[Opening Data records section]

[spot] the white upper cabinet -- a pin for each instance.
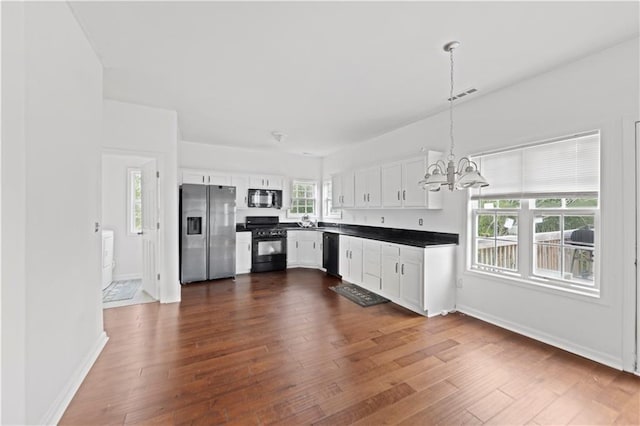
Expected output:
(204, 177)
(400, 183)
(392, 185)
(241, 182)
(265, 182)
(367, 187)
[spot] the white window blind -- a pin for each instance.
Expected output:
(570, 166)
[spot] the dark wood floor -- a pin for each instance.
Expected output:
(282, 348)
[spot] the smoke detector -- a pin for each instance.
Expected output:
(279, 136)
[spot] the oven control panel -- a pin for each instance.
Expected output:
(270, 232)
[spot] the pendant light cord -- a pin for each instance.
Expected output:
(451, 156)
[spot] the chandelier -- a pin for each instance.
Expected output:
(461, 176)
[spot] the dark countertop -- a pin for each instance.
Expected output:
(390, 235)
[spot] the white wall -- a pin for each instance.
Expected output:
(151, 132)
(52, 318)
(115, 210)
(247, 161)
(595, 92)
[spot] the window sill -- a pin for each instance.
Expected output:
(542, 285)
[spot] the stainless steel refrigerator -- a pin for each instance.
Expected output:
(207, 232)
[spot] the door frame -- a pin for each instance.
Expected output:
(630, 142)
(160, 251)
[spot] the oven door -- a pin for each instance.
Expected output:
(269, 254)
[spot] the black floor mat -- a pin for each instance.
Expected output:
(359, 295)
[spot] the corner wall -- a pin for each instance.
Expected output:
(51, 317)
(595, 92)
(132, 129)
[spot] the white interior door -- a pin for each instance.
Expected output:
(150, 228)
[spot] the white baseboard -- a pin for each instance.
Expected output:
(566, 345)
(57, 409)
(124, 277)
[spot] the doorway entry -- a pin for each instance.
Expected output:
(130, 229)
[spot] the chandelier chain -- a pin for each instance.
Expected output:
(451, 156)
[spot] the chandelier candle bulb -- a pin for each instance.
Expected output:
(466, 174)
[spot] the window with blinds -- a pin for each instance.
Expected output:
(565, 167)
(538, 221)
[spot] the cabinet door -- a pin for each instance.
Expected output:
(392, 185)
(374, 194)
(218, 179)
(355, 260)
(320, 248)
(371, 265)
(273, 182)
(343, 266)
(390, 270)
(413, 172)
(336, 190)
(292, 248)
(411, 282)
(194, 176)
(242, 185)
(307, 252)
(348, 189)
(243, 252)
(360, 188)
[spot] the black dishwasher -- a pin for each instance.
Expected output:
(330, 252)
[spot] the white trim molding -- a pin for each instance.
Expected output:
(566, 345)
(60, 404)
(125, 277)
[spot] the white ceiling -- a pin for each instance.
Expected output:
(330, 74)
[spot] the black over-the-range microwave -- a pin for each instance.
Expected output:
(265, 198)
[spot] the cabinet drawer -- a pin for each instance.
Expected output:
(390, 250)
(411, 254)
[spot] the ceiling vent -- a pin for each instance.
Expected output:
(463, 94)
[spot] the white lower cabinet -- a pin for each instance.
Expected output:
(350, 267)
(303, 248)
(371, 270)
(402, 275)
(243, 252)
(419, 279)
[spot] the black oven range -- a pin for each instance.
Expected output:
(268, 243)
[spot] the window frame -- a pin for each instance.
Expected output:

[Closing Data records section]

[What is expected] Each entry should be copied exactly as written, though any pictures stay out.

[Written response]
[spot] the white upper cabinet -- a pin for each instance.
Expected output:
(204, 177)
(400, 183)
(392, 185)
(241, 182)
(265, 182)
(367, 187)
[spot] the white window blind -- a pin for each instance.
Expected output:
(570, 166)
[spot] the dark wood floor -- a pin for each instance.
Expected output:
(282, 348)
[spot] the smoke detector -- a pin for each instance.
Expected output:
(279, 136)
[spot] the oven control panel -- a pin for each instance.
Expected output:
(270, 232)
[spot] the pendant light cord -- a pin for each instance.
Expected output:
(451, 156)
[spot] the chandelier -- a pin for each instance.
Expected output:
(461, 176)
[spot] the dark countertop -- a pin for each instance.
Expected output:
(390, 235)
[spot] the white wall -- a pin for each instance.
Expected output:
(151, 132)
(52, 318)
(115, 210)
(247, 161)
(595, 92)
[spot] the window sill -- a pin for each instance.
Expected output:
(542, 285)
[spot] the stainless steel refrigerator -- a pin for each instance.
Expected output:
(207, 232)
[spot] the door frame -- a pin for each instance.
Expected output:
(630, 142)
(160, 251)
[spot] the oven door -- a pin for each instance.
Expected output:
(269, 254)
[spot] the black floor mat -- a pin for each instance.
Expected output:
(359, 295)
[spot] the corner wall -- a pin for each instance.
Expected output:
(51, 317)
(595, 92)
(132, 129)
[spot] the white interior door -- a pin for each instance.
Expected output:
(150, 228)
[spot] the white baseboard -- a pin for each instance.
Expected output:
(566, 345)
(57, 409)
(124, 277)
[spot] the doorway entry -- a pin for each instance.
Expected output:
(130, 229)
[spot] the chandelier chain -- a pin for each instance.
Expected output:
(451, 156)
[spot] the chandelier candle bulb -- a pin for each instance.
Expected output:
(466, 174)
[spot] the window with blinds -- a pin for each instance.
Expected output:
(565, 167)
(538, 221)
[spot] the cabinet door -- a pin for each instance.
Expected output:
(392, 185)
(374, 194)
(218, 179)
(355, 260)
(320, 248)
(371, 265)
(273, 182)
(343, 266)
(390, 270)
(413, 172)
(336, 190)
(292, 248)
(411, 282)
(194, 176)
(242, 185)
(307, 252)
(348, 189)
(243, 252)
(360, 188)
[spot] the black dishwasher -- a pin for each instance.
Expected output:
(330, 252)
[spot] the white trim molding -- a pin for each instance.
Expected output:
(566, 345)
(60, 404)
(125, 277)
[spot] the white ceiling -- a pin for each instance.
Expected output:
(330, 74)
[spot] the black over-the-range microwave -- a pin for each instance.
Expected output:
(265, 198)
[spot] the cabinet drawer -- a pin for each instance.
Expected output:
(390, 250)
(411, 254)
[spot] the ceiling vent -- a pin for each instance.
Expected output:
(463, 94)
[spot] the white lower cabinet -- a pin for each instance.
Expected output:
(350, 267)
(303, 248)
(371, 270)
(402, 275)
(243, 252)
(419, 279)
[spot] the black oven range -- a pin for each instance.
Expected output:
(268, 243)
[spot] the window frame -- a pin for each instance.
Expected output:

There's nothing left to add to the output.